● **AIM OF THE TASK**
Rewrite the rows below, replacing every occurrence of "a single space between" with "one space between" and leaving everything else unchanged.

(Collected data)
────────────────
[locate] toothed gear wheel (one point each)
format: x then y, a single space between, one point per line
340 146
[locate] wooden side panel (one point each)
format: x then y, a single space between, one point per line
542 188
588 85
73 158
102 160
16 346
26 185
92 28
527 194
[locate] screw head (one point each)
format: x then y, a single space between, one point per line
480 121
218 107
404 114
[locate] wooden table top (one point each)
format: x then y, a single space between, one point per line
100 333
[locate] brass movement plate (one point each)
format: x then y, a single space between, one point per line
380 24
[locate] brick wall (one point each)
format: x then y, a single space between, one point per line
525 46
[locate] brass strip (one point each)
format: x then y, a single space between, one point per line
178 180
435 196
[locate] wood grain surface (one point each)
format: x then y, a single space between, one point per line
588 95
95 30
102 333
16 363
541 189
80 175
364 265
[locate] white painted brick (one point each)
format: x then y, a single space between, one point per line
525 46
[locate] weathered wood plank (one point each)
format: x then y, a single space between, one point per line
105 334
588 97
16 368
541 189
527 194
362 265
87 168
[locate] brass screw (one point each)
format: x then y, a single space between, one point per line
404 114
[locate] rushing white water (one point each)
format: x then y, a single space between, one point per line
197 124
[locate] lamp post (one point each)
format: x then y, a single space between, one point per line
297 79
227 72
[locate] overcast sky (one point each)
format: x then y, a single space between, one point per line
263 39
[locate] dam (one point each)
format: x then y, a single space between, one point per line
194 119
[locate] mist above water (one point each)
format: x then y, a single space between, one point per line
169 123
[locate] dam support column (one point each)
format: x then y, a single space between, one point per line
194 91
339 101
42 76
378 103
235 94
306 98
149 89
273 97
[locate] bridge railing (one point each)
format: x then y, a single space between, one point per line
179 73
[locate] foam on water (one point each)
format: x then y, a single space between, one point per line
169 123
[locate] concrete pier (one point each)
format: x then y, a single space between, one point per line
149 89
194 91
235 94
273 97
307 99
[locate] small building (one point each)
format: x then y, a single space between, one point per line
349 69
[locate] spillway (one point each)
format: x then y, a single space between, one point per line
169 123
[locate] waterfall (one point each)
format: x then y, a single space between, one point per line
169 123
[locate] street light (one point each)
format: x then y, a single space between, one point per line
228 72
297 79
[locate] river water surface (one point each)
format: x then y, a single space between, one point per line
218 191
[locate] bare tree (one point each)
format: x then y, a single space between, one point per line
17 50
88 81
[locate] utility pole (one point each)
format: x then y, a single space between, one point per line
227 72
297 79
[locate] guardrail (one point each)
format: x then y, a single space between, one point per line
────────────────
● **REPLY TO THE EXERCISE**
[locate] toothed gear wheel (one point each)
format: x then y, one space between, one point per line
340 146
[locate] wooden side panel (one point each)
format: x then y, one space between, one point per line
542 188
588 85
73 158
102 160
16 346
26 185
92 28
527 194
[locate] screw head (one point each)
format: x then y, one space between, one point per line
480 121
218 107
404 114
[locate] wooden table top (one point each)
format: x then y, one space between, one point per line
100 333
[locate] brass movement plate (one point each)
format: x then y, one space between, one point per line
380 24
[locate] brick wall (one point each)
format: x then y, one space between, one point per line
525 46
[locate] brass strip (one point each)
format: x then y, one space between, one point per line
178 180
435 196
[locate] wood grain surface (one point each)
format: x then y, one space between, one point per line
588 95
95 30
102 333
16 363
541 189
80 175
364 265
[locate] white painted brick (one point each)
format: x then y, one space between, one point per line
525 46
[locate] weathered wood plank (one point each)
format: x then y, one space between, one point per line
105 334
588 97
16 368
541 189
527 194
362 265
87 168
[locate] brass screw (one point each)
format: x then y, one space between, one point per line
404 114
[locate] rushing white water (one point each)
format: x then y, one space between, one point per line
197 124
[locate] lamp post (one point each)
format: x then y, one space between, one point per line
297 79
227 72
[locate] overcast sky (one point each)
format: x then y, one space between, one point per line
263 39
[locate] dam (one point each)
format: x then y, one space between, one point per line
194 119
[locate] mist above water (one point each)
format: x then y, one space between, one point per line
169 123
[locate] dam support column (one point each)
format: x then y, one space between, one point per line
194 91
339 101
42 76
378 103
235 94
306 98
149 89
273 97
[locate] bridge railing (one point each)
format: x then y, one space between, one point per line
179 73
[locate] foam on water (one point each)
format: x then y, one space between, one point per line
169 123
[locate] concrete pier (one point each)
format: x then y, one space between, one point per line
149 89
194 91
235 94
273 97
307 99
[locate] small building (one point each)
format: x then y, one space between, one point per line
349 69
[locate] spillway (one point each)
format: x then y, one space between, one point per line
169 123
[locate] waterfall (one point each)
format: x then y, one space between, one point per line
169 123
[locate] street light (one point each)
format: x then y, one space between, one point per line
228 72
297 79
[locate] river water surface (one point each)
format: x then y, one space between, one point per line
218 191
[locate] bare tree (one point each)
format: x then y, one space between, one point per line
17 50
88 81
[locate] utility pole (one point each)
format: x then y, one space between, one point per line
227 72
297 79
[locate] guardrail (one point each)
format: x then y, one space between, one point per line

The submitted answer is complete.